■ **Given text**
>> START

Tom had been an incredible athlete, voted most likely to succeed, intellectually at genius level, poised, good looking, a great dancer, and a good lover. He was faithful in our marriage, interested in God, and fully responsible to provide for his family.

I just couldn’t understand why he was so overwhelmingly restless and bitterly unhappy. It made no sense to me as a young woman, and I simply wasn’t prepared to deal with that reality. So I listened to the ungodly, unbiblical counsel of two clergymen and left him.

In those three years between our divorce and my salvation, Tom would call me and tell me he was thinking of suicide. I did the only thing I had ever been taught to do in such a circumstance—try to bluff him out of it, or make him so mad he wouldn’t do it.

So I would say, “Do a good job, so I get your money.” Or, “Why don’t you fly your plane into the side of a mountain so I can get your insurance?”

How absolutely horrible—to tell someone his life is worth money! But as I said, I was lost and didn’t fully comprehend the destructive power in my own words. The Bible says the tongue is a little member, but set on fire by hell!2

After I came to know the Lord, I told God I would go back to Tom, because I knew God hated divorce. In fact, I was all prepared to do so.

Then the phone call came. It was my father-in-law, saying, “Tom is dead, Kay. He hung himself.”

I hung up the phone, fell down on my knees beside the bed, and grabbed the phone again.

>> END

■ **Material**

>> START

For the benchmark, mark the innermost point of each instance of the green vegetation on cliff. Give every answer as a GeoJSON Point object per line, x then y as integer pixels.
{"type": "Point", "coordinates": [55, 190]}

>> END

■ **Short exercise A**
Revise the passage about Tom from the words "Tom had been" through the words "wouldn’t do it.", putting "separation" in place of "divorce".
■ **Short exercise B**
Do these statements agree with the passage about Tom? Answer yes or no for each and quote the deciding words.
(i) Tom was faithful in the marriage.
(ii) The narrator left Tom after taking the counsel of three clergymen.
(iii) The narrator learned of Tom's death from a father-in-law.

■ **Finished answer A**
Tom had been an incredible athlete, voted most likely to succeed, intellectually at genius level, poised, good looking, a great dancer, and a good lover. He was faithful in our marriage, interested in God, and fully responsible to provide for his family.

I just couldn’t understand why he was so overwhelmingly restless and bitterly unhappy. It made no sense to me as a young woman, and I simply wasn’t prepared to deal with that reality. So I listened to the ungodly, unbiblical counsel of two clergymen and left him.

In those three years between our separation and my salvation, Tom would call me and tell me he was thinking of suicide. I did the only thing I had ever been taught to do in such a circumstance—try to bluff him out of it, or make him so mad he wouldn’t do it.

■ **Finished answer B**
(i) Yes: "He was faithful in our marriage"
(ii) No: "listened to the ungodly, unbiblical counsel of two clergymen"
(iii) Yes: "It was my father-in-law, saying, “Tom is dead, Kay."